◆ TASK DESCRIPTION ◆
Below are records; transcribe only the line with "Class requested: log" and those after it, through the last line, without any change.

BEGIN DATA UNDER STUDY

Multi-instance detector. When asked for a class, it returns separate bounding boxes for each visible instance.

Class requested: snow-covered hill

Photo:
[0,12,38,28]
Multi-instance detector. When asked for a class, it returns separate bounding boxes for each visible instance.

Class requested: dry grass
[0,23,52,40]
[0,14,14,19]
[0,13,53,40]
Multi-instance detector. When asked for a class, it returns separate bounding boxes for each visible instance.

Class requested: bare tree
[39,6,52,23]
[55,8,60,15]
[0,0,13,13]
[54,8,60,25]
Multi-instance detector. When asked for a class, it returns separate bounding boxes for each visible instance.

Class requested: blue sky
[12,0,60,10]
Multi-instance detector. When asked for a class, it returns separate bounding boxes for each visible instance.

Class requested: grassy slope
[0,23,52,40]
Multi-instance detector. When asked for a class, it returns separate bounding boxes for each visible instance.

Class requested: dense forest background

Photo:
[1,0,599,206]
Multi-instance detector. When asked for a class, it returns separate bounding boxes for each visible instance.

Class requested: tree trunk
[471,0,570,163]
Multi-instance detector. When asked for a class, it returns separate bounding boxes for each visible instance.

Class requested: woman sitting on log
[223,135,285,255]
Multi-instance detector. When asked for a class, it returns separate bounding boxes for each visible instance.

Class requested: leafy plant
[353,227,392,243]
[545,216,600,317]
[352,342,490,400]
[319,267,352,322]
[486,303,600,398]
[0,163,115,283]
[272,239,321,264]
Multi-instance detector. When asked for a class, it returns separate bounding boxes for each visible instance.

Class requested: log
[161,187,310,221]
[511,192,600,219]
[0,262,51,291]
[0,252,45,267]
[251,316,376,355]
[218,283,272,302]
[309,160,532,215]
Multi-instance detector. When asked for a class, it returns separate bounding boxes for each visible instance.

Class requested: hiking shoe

END DATA UNDER STUDY

◆ FINISHED EXERCISE ◆
Class requested: log
[161,187,310,221]
[511,192,600,219]
[0,262,51,291]
[0,252,45,267]
[251,316,376,355]
[218,283,272,302]
[309,160,532,215]
Multi-instance detector. When asked for a class, it returns separate bounding boxes for each visible instance.

Class requested: hiking shoe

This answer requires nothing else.